> [Selected passage]:
Learning to Listen

"Thanks for listening."
I wish she would call.

I've heard those words so many times. Friends and strangers have come to me with their happinesses, their sadnesses, and their secrets. I've felt fortunate. I've been close, I've touched. People have trusted in me, trusted in my abilities to understand and to sympathize and even to advise.

If you ask me what I'm good at, I might say, "Listening." You might agree.

But, sometimes, I don't know.

I received thoughtful and sundry comments to this entry. Monty wrote:

I think you are going to have to listen to a lot of different kinds of music and play with speaker positioning a little to reach some conclusions.

While Buddha advised:

I'd say the place to start is listening to the same recording, and focusing your attention on just one instrument or voice and getting a feel for what each speaker delivers.

> [Your objective]:
Copy out the entire piece on learning to listen word for word. The lines are separate material, unrelated to the piece on learning to listen.

> [Source information]:
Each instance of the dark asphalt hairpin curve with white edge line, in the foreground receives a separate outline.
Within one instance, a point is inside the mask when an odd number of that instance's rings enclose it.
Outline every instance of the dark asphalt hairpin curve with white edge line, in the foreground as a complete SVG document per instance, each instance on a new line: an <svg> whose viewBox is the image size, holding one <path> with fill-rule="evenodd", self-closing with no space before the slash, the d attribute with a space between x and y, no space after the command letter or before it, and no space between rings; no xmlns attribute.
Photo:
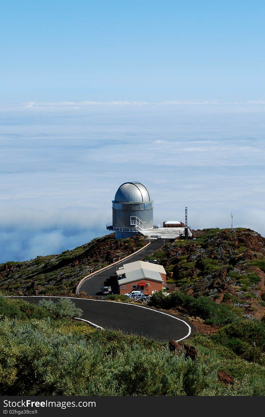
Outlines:
<svg viewBox="0 0 265 417"><path fill-rule="evenodd" d="M12 297L25 301L38 302L60 297ZM172 314L135 304L117 303L114 301L71 298L77 307L83 310L82 319L88 320L104 329L121 330L126 334L154 339L159 342L182 340L188 337L194 328L189 322Z"/></svg>

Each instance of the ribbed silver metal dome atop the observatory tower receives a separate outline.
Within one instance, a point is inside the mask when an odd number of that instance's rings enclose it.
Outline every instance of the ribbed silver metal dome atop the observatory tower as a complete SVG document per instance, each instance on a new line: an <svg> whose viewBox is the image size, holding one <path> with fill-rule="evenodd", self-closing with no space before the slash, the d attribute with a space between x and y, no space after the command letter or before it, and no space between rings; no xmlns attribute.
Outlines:
<svg viewBox="0 0 265 417"><path fill-rule="evenodd" d="M118 188L114 201L116 203L147 203L151 201L149 192L138 181L123 183Z"/></svg>

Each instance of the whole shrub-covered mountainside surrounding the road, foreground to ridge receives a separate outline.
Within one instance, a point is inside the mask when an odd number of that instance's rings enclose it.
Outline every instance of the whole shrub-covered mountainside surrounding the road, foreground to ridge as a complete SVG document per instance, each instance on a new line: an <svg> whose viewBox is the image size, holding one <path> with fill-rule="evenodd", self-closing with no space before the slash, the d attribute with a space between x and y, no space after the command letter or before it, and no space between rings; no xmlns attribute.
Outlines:
<svg viewBox="0 0 265 417"><path fill-rule="evenodd" d="M116 241L110 234L60 255L2 264L1 292L70 295L90 268L144 244L141 236ZM161 344L57 317L46 302L36 307L0 296L0 366L5 370L0 393L264 396L265 239L250 229L204 229L196 231L195 240L168 243L148 259L166 269L169 292L154 294L149 306L188 317L197 334L183 343ZM47 362L55 340L56 360ZM7 369L5 358L12 356L13 346L17 353ZM83 355L82 367L76 365L76 352ZM73 368L61 366L65 355ZM78 369L74 384L73 369Z"/></svg>

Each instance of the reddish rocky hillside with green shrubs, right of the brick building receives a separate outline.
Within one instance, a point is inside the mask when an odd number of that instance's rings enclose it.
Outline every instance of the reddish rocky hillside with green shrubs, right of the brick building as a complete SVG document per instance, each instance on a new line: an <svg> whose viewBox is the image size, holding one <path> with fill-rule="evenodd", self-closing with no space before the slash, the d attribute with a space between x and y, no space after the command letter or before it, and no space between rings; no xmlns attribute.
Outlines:
<svg viewBox="0 0 265 417"><path fill-rule="evenodd" d="M204 229L145 259L164 266L169 291L206 296L245 318L265 313L265 238L255 231Z"/></svg>

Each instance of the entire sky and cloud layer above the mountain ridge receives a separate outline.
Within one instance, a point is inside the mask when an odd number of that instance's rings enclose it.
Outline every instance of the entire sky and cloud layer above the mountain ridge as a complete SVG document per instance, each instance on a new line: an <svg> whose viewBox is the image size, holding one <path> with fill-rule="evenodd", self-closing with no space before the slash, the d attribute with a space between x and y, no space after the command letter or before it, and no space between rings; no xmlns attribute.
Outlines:
<svg viewBox="0 0 265 417"><path fill-rule="evenodd" d="M1 5L0 262L106 234L140 181L154 219L265 236L263 2Z"/></svg>

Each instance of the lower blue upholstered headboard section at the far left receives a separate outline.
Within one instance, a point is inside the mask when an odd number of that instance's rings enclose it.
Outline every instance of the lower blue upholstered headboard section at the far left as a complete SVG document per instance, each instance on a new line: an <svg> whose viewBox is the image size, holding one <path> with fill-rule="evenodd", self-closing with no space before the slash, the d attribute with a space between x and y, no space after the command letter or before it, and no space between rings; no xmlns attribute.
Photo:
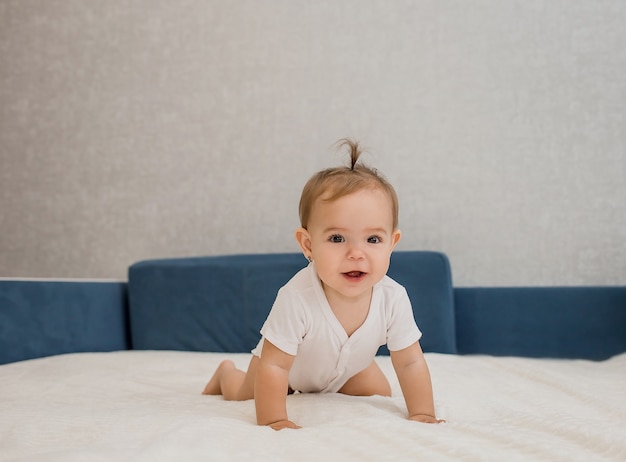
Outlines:
<svg viewBox="0 0 626 462"><path fill-rule="evenodd" d="M0 280L0 364L130 348L126 283Z"/></svg>

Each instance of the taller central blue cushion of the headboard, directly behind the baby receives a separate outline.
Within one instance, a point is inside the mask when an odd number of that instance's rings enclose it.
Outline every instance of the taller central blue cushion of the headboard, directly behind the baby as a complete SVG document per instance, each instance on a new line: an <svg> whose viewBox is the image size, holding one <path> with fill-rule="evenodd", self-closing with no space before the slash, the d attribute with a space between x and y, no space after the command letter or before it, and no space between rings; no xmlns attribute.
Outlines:
<svg viewBox="0 0 626 462"><path fill-rule="evenodd" d="M301 254L146 260L129 268L132 347L249 352L278 289L306 265ZM395 252L425 351L456 353L452 281L438 252ZM384 353L384 351L383 351Z"/></svg>

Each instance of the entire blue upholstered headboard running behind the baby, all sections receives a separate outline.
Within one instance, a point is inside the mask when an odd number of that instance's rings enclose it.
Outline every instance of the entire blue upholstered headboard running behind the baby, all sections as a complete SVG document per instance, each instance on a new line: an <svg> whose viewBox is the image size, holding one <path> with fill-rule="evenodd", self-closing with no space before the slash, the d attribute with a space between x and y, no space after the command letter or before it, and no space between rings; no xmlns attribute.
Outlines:
<svg viewBox="0 0 626 462"><path fill-rule="evenodd" d="M129 282L0 279L0 364L128 348L247 352L300 254L148 260ZM438 252L395 252L425 351L586 358L626 352L626 286L452 288ZM383 351L381 351L384 353Z"/></svg>

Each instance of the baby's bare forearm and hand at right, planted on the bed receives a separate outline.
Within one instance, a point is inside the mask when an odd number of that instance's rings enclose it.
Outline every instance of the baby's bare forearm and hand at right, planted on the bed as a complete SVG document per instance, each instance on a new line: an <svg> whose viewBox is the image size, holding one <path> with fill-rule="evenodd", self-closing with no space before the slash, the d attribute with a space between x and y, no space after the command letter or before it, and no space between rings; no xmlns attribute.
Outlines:
<svg viewBox="0 0 626 462"><path fill-rule="evenodd" d="M404 350L392 351L391 362L404 394L409 419L426 423L443 422L435 416L430 372L419 342Z"/></svg>

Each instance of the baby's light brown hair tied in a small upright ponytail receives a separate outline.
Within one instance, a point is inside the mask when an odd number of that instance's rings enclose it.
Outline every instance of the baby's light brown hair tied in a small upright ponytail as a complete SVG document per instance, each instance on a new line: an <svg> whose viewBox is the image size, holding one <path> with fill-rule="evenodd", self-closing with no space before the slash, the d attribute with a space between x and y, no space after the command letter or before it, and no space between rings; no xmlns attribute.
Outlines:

> [Answer section]:
Learning to Listen

"Thanks for listening."
I wish she would call.

I've heard those words so many times. Friends and strangers have come to me with their happinesses, their sadnesses, and their secrets. I've felt fortunate. I've been close, I've touched. People have trusted in me, trusted in my abilities to understand and to sympathize and even to advise.

If you ask me what I'm good at, I might say, "Listening." You might agree.

But, sometimes, I don't know.

I received thoughtful and sundry comments to this entry. Monty wrote:

I think you are going to have to listen to a lot of different kinds of music and play with speaker positioning a little to reach some conclusions.

While Buddha advised:

I'd say the place to start is listening to the same recording, and focusing your attention on just one instrument or voice and getting a feel for what each speaker delivers.